## [Exercise description]
Copy every line of the entries below, requests included, and multiply each coordinate in the answer paths by 0.2, rounding to the nearest whole number with halves rounded up.
###
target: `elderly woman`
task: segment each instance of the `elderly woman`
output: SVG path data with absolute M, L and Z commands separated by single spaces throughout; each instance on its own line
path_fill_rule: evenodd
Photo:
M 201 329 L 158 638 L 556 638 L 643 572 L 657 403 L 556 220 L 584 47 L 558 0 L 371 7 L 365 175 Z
###
## [Solution for this task]
target: `elderly woman`
task: segment each instance of the `elderly woman`
output: SVG path data with absolute M, L and Z commands separated by single spaces throughout; each instance on its own line
path_fill_rule: evenodd
Photo:
M 40 66 L 32 128 L 111 128 L 129 114 L 131 81 L 111 44 L 117 9 L 112 0 L 74 1 L 73 35 Z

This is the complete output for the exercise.